Lately, there’s been a bit of a buzz about essential fatty acids (EFAs). But what exactly are they? And why are they so essential?
Let’s start with omega-3s, because they get the most attention. And rightfully so! They’re important to our health because we need them in order to survive, but our bodies can’t produce them. So we must get them through the food we eat. The best sources of omega-3s are cold-water fish, like salmon, sardines, mackerel, and bluefish. If you’re not a fan of fish, flaxseeds are another source. They’re loaded with alpha-linolenic acid, which your body can turn into the same kind of fat you can get from fish.
Next are the omega-6s. These EFAs are everywhere, and if anything, we probably get too much of them. They’re found in seed and nut oils, plus the kind of refined vegetable oil that’s used in snack foods, cookies, crackers, and sweets. Still, our bodies can’t produce omega-6s, so they must be taken in from the food we eat. But don’t go crazy—you most likely get enough 6s without making a conscious effort.
Before Americans started relying so heavily on processed food, there was a good balance between the omega-3s and the omega-6s. Now we tend to get far too many 6s and not enough 3s. Some nutritionists believe that the dietary imbalance could explain the increase in the occurrence of asthma, heart disease, cancer, and autoimmune disorders.
Now for the omega-9s. These are in a category of their own, because they are not EFAs. Our bodies can produce them, so they aren’t considered “essential.” But the reason they are included in this list is that they can be used as a substitute for 3s and 6s when we are lacking either of those. But it’s not an ideal replacement, and eventually the body will suffer.
Now that you know the difference between the omegas, you’ll see why there’s so much emphasis on getting omega-3s in your diet. So how about serving salmon for dinner tonight?

Items from a collection
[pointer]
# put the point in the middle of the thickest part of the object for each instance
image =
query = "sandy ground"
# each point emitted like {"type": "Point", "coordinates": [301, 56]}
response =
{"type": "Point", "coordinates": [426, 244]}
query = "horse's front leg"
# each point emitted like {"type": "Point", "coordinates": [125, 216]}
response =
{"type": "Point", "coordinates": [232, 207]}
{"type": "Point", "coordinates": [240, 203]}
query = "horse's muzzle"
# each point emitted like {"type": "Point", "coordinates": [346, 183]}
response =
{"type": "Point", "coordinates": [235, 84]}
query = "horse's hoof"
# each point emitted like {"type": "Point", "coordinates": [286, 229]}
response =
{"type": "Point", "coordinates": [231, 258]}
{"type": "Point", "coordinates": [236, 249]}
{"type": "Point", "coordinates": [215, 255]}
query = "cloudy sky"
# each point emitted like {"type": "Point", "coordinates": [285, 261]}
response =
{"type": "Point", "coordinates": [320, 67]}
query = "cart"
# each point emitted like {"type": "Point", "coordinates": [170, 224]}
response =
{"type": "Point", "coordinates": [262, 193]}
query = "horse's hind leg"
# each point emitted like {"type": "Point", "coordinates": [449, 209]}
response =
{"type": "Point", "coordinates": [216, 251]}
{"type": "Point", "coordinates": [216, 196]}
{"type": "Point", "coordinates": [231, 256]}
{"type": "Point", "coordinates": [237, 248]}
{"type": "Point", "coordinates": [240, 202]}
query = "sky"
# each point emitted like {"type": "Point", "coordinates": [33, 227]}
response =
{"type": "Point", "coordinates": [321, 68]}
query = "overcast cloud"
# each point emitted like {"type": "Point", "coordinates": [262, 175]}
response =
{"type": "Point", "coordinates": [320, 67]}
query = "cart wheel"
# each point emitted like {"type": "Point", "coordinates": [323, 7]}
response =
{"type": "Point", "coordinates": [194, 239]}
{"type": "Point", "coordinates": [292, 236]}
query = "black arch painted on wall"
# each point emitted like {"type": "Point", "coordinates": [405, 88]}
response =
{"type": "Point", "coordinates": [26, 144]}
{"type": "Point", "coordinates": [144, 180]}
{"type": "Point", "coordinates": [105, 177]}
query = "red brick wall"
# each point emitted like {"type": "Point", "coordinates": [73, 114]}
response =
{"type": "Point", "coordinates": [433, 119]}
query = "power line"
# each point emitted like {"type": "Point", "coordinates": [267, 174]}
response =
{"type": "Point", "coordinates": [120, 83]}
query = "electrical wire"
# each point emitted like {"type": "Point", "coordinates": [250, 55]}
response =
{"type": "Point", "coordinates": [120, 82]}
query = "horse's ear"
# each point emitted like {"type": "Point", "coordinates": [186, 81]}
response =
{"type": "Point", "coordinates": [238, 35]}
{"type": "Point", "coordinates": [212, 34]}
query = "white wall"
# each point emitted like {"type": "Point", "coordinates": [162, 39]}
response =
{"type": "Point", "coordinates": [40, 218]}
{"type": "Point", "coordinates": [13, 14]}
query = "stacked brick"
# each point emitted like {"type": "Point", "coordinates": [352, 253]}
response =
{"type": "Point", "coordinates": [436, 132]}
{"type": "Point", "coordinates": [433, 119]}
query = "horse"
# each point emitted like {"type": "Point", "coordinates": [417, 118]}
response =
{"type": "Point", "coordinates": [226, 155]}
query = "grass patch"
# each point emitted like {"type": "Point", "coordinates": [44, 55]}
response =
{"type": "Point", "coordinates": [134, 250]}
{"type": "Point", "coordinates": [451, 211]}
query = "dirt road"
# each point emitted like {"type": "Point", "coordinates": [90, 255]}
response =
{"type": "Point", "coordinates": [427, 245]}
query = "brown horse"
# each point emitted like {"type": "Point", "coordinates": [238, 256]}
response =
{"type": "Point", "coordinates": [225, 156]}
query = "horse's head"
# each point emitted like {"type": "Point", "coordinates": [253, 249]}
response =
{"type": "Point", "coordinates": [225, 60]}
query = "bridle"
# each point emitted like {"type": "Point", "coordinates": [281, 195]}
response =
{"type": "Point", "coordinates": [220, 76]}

Activity 1
In the passage on omega fatty acids, what acid in flaxseeds can the body convert into the same kind of fat found in fish?
Activity 2
For each statement, say whether it agrees with the passage on omega fatty acids, and quote the words that decide it.
(a) The human body can produce omega-9s.
(b) Omega-6s are found mainly in cold-water fish.
(c) Omega-9s are an ideal replacement for omega-3s and omega-6s.

Your solution 1
Alpha-linolenic acid.

Your solution 2
(a) Yes: "Our bodies can produce them, so they aren’t considered “essential.”"
(b) No: "They’re found in seed and nut oils, plus the kind of refined vegetable oil that’s used in snack foods, cookies, crackers, and sweets."
(c) No: "But it’s not an ideal replacement, and eventually the body will suffer."